The 18th ASEAN (Association of Southeast Asian Nations) Summit was held on May 7-8 in Jakarta. A range of key economic issues and political disputes were at stake. None were resolved. Overshadowing the gathering was the rising and increasingly hostile geopolitical tensions between the United States and China.

 

Among the issues confronting the summit were the possibility of Burma’s chairing ASEAN in 2014; East Timor’s incorporation into ASEAN as its 11th member; the creation of a common regional currency to facilitate trade; water disputes in the Mekong River system; the escalating conflict over the South China Sea; inflation and the threat of rising prices; the business interests of the US and the European Union; and the border dispute between Thailand and Cambodia. Each issue failed to find resolution and each failure bore the fingerprints of Washington and Beijing.

 

The United States debuted its new ambassador to ASEAN, David Lee Carden. The US is the second non-member country, the first being Japan, to have an ambassador dedicated to the regional body. In a move that clearly reinforces the growing US intervention in the region, President Obama created the office of Ambassador to ASEAN in November 2010 and swore in Carden to the post in March 2011.

 

Carden’s resume is revealing. He was an international securities litigation attorney defending the interests of AIG, Lehman Brothers, Bear Stearns and Merrill Lynch and also conducted international intellectual property claims. While unknown in the Southeast Asian intelligence and diplomat community, Carden was one of the top 35 contributors to Obama’s presidential campaign, donating well over half a million dollars through the practice known as “bundling”—exceeding the limits on personal contributions by collecting money from friends and associates. In Carden, finance capital has bought itself a key position that could assist in facilitating access to the rapidly expanding markets of Southeast Asia.
• • • • •
- ACTIONS TO TAKE
1 - In the summit article, who is the second non-member country to have an ambassador dedicated to ASEAN?
2 - Please repeat the part of the summit article that opens with the words containing "The 18th ASEAN" and closes with "Washington and Beijing.".
• • • • •
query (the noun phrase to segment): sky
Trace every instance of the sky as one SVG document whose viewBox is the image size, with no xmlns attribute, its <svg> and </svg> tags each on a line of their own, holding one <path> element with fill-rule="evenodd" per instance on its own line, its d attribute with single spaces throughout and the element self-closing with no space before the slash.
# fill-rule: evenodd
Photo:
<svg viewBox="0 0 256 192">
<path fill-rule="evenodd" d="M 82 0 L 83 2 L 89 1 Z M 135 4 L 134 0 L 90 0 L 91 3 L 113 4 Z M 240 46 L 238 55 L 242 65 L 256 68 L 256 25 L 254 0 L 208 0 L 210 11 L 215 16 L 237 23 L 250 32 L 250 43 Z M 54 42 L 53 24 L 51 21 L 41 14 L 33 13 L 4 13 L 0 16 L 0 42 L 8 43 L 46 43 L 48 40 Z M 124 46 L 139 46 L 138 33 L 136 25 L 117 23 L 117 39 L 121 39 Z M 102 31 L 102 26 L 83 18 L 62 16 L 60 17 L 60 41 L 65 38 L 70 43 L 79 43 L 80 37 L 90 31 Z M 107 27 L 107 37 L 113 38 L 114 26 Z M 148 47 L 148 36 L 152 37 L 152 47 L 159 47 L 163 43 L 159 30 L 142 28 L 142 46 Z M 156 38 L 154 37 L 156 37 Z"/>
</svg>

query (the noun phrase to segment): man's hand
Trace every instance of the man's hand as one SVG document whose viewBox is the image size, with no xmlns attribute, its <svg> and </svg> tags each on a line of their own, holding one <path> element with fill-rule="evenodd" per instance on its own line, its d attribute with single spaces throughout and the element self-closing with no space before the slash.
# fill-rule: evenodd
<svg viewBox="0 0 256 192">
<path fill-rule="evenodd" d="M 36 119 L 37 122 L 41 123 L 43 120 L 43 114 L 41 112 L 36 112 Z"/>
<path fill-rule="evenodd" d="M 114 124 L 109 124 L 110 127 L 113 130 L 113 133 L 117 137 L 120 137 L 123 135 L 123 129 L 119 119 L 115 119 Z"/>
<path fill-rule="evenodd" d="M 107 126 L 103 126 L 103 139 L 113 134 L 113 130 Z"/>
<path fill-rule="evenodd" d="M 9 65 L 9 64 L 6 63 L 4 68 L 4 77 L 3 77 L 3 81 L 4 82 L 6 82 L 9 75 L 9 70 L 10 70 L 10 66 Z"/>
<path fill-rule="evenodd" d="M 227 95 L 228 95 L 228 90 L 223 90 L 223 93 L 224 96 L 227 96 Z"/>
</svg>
• • • • •
- CORRECT ANSWERS
1 - The United States

2 -
The 18th ASEAN (Association of Southeast Asian Nations) Summit was held on May 7-8 in Jakarta. A range of key economic issues and political disputes were at stake. None were resolved. Overshadowing the gathering was the rising and increasingly hostile geopolitical tensions between the United States and China.

 

Among the issues confronting the summit were the possibility of Burma’s chairing ASEAN in 2014; East Timor’s incorporation into ASEAN as its 11th member; the creation of a common regional currency to facilitate trade; water disputes in the Mekong River system; the escalating conflict over the South China Sea; inflation and the threat of rising prices; the business interests of the US and the European Union; and the border dispute between Thailand and Cambodia. Each issue failed to find resolution and each failure bore the fingerprints of Washington and Beijing.